**GIVEN PASSAGE**:

○ ○ ○ ○

Weather reroutes golden eagle migration in Alaska

November 6, 2018

Sonnary Campbell
907-474-7811

Photo by Neil Paprocki. A golden eagle soars overhead.
Photo by Neil Paprocki. A golden eagle soars overhead.


Weather strongly influences the route golden eagles take while migrating out of Alaska each fall and back into the state each spring, a University of Alaska Fairbanks doctoral student and collaborators have discovered.

Their study sheds light on how eagles choose migration routes and how that might affect eagles’ use of routes in the future as climate changes.

UAF Ph.D. student Joe Eisaguirre, the study’s lead author, collaborated with researchers at UAF, the Alaska Department of Fish and Game, the National Park Service and the U.S. Fish and Wildlife Service.

They spent many years tracking eagles tagged with radio transmitters. The data revealed that weather plays a major role in whether migrating eagles navigate north or south of the Wrangell Mountains, one of the tallest ranges in North America.

○ ○ ○ ○

**INFORMATION SUPPLIED**:

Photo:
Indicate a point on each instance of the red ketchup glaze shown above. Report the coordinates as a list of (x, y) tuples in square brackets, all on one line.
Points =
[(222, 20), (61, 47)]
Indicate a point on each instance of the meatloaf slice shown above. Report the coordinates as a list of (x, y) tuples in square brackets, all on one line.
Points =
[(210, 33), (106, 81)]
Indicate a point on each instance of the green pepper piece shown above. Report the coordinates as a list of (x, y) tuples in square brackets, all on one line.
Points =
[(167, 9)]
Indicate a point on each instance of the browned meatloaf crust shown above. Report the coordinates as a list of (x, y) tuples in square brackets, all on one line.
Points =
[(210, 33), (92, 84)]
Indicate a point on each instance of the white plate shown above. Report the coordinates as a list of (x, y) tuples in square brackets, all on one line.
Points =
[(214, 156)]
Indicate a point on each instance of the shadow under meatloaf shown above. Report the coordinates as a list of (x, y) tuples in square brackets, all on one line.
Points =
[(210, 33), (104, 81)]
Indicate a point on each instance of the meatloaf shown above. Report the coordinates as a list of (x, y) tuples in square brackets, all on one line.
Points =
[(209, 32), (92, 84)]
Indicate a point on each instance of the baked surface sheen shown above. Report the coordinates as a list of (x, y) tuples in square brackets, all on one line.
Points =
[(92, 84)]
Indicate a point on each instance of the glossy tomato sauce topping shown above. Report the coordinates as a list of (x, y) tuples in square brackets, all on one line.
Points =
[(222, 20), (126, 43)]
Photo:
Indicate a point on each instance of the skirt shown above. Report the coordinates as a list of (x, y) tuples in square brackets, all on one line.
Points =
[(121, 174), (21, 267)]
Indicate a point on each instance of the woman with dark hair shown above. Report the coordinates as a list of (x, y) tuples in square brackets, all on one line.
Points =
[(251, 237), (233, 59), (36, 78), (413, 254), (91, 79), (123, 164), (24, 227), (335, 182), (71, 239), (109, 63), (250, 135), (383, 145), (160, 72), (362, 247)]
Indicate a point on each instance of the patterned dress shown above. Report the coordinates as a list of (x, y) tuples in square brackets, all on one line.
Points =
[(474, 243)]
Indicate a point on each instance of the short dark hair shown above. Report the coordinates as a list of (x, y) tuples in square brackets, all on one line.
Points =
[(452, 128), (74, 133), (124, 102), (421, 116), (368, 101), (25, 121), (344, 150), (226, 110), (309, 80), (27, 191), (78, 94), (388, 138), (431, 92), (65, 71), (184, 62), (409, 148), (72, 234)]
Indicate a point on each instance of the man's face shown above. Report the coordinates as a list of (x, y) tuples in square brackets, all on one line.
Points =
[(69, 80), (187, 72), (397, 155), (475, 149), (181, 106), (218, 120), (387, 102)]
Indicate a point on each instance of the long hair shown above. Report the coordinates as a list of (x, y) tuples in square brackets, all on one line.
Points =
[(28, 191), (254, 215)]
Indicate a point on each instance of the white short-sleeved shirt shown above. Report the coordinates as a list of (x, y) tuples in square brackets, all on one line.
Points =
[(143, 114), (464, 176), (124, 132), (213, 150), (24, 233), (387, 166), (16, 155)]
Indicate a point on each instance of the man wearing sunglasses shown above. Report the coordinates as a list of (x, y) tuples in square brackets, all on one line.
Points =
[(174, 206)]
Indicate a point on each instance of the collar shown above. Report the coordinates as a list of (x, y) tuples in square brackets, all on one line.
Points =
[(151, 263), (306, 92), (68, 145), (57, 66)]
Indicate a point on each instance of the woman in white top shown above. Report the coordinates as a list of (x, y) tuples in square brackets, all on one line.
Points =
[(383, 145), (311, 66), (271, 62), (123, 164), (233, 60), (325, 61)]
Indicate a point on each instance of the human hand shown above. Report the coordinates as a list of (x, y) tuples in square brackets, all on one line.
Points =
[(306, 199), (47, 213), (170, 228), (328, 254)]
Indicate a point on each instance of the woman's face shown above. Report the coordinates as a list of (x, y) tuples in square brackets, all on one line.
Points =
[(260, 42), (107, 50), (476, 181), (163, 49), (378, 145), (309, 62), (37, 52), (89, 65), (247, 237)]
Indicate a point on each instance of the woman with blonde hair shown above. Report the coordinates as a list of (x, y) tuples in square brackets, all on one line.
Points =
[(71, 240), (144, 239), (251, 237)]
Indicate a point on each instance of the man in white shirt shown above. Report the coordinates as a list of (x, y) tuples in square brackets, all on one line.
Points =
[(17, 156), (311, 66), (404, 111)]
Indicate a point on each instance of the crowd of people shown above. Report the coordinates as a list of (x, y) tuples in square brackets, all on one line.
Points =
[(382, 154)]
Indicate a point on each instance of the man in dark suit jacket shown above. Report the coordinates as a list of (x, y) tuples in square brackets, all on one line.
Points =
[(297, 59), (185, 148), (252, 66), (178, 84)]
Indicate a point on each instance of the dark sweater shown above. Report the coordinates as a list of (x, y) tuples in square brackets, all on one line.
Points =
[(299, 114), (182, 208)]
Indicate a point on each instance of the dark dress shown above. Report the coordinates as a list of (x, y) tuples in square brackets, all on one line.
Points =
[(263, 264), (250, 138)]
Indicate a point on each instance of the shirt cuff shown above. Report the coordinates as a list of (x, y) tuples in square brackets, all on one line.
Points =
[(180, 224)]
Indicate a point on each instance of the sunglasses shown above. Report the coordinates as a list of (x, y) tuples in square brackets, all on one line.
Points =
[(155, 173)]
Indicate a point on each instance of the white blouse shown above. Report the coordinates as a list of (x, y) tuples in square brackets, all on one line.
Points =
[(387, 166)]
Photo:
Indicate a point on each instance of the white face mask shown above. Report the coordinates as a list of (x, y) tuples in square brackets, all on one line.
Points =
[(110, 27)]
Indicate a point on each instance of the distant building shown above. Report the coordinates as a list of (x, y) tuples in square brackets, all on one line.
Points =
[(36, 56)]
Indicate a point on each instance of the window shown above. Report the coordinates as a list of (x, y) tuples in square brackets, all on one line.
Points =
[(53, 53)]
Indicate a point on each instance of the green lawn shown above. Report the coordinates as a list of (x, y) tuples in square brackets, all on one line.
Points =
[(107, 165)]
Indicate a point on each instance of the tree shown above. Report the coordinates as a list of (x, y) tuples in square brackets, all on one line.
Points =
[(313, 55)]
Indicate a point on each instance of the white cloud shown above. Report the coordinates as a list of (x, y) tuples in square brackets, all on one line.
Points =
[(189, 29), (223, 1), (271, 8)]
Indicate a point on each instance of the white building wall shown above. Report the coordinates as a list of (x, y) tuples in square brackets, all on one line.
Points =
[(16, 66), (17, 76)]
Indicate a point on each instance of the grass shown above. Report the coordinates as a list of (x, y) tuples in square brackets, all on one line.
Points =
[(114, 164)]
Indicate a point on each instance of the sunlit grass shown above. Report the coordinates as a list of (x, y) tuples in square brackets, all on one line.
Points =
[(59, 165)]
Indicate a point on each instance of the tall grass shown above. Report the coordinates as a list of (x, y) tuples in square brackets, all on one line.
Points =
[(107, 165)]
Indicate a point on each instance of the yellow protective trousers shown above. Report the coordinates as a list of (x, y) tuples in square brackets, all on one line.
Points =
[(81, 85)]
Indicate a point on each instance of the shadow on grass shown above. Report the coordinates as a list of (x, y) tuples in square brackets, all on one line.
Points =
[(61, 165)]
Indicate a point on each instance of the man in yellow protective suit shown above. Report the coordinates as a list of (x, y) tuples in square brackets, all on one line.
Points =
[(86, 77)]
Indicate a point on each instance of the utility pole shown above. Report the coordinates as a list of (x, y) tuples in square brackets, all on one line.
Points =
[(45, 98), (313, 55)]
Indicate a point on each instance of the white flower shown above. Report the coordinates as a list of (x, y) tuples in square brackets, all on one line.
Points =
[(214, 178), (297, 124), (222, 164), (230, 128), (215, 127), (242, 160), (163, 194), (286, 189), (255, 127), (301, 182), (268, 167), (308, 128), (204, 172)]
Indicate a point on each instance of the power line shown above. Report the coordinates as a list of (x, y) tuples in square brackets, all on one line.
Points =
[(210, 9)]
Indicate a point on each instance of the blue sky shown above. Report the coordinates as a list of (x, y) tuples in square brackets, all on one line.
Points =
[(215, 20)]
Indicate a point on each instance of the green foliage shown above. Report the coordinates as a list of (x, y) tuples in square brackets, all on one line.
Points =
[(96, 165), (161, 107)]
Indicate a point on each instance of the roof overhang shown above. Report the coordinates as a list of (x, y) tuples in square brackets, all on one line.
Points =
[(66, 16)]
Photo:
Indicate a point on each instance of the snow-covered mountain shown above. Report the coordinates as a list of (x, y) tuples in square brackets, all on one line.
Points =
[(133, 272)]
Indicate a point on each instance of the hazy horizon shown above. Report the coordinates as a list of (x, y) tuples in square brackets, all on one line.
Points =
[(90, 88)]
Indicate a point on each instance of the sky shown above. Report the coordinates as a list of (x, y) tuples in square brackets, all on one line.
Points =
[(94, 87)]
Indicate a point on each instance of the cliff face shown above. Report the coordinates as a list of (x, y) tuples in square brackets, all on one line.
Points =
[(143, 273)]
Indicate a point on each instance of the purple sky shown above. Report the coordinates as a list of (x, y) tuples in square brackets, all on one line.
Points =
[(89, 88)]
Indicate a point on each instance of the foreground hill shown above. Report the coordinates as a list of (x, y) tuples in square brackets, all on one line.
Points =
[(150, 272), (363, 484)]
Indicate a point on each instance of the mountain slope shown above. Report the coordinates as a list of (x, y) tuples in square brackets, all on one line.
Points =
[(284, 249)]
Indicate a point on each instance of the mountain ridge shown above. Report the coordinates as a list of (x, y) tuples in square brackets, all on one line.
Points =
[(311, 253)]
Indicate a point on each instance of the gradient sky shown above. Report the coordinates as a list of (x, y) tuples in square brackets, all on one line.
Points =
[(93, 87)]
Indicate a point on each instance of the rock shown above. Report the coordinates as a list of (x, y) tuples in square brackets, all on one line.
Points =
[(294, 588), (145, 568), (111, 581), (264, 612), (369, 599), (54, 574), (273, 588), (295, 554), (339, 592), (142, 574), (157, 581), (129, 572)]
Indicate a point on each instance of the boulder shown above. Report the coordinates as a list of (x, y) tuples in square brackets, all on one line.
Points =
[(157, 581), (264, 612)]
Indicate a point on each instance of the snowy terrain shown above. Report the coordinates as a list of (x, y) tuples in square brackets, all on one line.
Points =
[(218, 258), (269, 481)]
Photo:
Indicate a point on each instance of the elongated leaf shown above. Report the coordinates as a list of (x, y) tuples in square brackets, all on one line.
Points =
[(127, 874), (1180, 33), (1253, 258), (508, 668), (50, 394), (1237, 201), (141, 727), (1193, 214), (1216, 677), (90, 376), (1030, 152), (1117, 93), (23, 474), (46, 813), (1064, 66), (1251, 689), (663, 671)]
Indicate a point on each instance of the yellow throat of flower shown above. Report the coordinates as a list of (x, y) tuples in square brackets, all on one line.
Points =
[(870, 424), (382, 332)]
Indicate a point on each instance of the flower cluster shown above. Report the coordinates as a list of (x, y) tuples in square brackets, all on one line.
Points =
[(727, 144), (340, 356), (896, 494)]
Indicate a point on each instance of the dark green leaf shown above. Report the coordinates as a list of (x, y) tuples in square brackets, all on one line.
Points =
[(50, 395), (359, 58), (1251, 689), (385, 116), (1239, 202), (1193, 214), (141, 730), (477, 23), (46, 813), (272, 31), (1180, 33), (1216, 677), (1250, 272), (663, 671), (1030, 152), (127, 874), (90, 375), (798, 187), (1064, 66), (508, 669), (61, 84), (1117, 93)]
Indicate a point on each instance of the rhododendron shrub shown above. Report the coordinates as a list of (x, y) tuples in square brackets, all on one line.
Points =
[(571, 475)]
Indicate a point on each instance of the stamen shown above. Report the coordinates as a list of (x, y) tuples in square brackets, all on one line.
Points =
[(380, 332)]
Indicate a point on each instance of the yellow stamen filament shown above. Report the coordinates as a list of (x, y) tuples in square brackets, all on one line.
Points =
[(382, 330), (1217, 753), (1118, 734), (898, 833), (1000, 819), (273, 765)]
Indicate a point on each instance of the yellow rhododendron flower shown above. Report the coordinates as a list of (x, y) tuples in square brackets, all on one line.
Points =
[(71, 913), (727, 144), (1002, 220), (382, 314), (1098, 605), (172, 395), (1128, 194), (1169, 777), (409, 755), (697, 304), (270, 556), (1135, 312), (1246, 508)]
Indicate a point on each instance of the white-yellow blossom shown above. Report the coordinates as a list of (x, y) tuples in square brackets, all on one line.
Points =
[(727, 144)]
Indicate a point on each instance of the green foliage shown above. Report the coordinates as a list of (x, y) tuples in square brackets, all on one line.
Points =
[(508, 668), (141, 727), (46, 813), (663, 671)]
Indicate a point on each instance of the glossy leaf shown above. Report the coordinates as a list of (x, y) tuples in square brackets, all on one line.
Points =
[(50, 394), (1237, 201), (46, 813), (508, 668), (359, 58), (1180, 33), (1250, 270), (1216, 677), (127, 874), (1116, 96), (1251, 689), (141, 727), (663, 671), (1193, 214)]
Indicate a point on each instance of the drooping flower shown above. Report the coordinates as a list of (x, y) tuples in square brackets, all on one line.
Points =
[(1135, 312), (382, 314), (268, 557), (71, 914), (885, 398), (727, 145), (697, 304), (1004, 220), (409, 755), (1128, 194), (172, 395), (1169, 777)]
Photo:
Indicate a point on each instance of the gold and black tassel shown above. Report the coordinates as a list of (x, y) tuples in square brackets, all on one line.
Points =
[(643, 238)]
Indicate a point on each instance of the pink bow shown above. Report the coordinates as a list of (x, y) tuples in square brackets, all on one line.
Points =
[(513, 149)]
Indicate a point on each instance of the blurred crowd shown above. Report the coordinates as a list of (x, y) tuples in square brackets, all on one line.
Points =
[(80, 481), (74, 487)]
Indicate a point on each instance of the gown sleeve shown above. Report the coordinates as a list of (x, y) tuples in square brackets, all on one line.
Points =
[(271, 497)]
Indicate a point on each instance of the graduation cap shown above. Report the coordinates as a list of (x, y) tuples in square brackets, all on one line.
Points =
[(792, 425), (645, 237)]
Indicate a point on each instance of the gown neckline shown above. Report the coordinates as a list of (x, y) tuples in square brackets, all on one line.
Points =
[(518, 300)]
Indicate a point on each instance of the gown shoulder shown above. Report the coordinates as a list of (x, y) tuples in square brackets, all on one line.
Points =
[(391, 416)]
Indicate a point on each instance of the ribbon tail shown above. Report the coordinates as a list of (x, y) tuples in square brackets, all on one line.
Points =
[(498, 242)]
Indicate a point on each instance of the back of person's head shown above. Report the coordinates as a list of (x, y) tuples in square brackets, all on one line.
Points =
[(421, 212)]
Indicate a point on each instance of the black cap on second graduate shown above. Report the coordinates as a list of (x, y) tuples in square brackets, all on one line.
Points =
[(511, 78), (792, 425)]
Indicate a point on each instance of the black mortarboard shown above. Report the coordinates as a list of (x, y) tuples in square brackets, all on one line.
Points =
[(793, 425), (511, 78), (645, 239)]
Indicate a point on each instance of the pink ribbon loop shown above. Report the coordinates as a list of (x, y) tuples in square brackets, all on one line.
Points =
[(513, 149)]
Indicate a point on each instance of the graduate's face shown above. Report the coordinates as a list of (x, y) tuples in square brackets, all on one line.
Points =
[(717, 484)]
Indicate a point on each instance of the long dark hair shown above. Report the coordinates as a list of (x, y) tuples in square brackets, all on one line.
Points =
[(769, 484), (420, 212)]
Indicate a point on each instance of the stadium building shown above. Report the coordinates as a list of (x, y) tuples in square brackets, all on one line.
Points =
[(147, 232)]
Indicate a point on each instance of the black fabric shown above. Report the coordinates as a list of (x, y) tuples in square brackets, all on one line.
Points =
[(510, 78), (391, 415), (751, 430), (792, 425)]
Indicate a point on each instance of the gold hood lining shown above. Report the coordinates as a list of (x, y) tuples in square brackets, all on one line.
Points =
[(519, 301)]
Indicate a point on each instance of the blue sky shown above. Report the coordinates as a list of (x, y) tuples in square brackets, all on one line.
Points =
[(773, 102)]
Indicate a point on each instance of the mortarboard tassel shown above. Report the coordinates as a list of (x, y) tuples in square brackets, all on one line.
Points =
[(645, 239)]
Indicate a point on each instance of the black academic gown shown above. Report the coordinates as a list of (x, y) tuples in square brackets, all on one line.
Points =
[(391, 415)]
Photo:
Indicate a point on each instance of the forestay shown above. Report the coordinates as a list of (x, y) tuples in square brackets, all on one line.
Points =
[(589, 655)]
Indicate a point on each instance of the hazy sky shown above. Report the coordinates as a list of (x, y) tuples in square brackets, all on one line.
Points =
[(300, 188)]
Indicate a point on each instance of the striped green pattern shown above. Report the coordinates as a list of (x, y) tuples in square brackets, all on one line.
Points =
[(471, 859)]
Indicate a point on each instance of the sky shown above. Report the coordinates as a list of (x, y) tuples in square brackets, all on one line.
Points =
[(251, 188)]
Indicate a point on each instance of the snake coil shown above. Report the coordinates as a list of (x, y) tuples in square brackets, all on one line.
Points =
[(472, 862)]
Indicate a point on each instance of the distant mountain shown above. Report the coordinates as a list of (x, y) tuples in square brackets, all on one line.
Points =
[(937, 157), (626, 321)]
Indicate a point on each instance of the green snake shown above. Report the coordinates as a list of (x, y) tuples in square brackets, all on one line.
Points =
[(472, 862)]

○ ○ ○ ○

**WHAT YOU WILL DO**:
a) List the organizations whose researchers worked with the study's lead author, according to the golden eagle article.
b) Reproduce the golden eagle article word for word from "November 6, 2018" to "collaborators have discovered.".

**OUTPUTS FOR THE TASKS**:
a)
- University of Alaska Fairbanks (UAF)
- Alaska Department of Fish and Game
- National Park Service
- U.S. Fish and Wildlife Service

b)
November 6, 2018

Sonnary Campbell
907-474-7811

Photo by Neil Paprocki. A golden eagle soars overhead.
Photo by Neil Paprocki. A golden eagle soars overhead.


Weather strongly influences the route golden eagles take while migrating out of Alaska each fall and back into the state each spring, a University of Alaska Fairbanks doctoral student and collaborators have discovered.